ASSIGNMENT. What is needed is an exact copy of every record.

SOURCE RECORDS.

+-------+

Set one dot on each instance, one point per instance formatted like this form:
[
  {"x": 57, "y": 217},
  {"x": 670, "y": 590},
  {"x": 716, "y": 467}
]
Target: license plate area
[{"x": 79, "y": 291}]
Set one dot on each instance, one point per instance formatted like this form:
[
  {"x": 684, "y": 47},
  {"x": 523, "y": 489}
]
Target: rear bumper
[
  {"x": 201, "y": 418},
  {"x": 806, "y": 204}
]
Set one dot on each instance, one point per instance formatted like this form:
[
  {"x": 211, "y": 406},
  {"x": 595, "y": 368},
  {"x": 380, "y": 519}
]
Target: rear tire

+-------+

COMPLETED TASK.
Set one dot on each instance, one point per instance formatted like this form:
[
  {"x": 57, "y": 217},
  {"x": 670, "y": 590},
  {"x": 716, "y": 467}
]
Target: license plate area
[{"x": 79, "y": 291}]
Set one dot on each instance, one point per instance formatted like this form:
[
  {"x": 684, "y": 47},
  {"x": 523, "y": 489}
]
Target: rear bumper
[
  {"x": 201, "y": 418},
  {"x": 806, "y": 204}
]
Set one dot on each instance, one point per instance formatted like this form:
[
  {"x": 211, "y": 406},
  {"x": 595, "y": 368},
  {"x": 380, "y": 519}
]
Target: rear tire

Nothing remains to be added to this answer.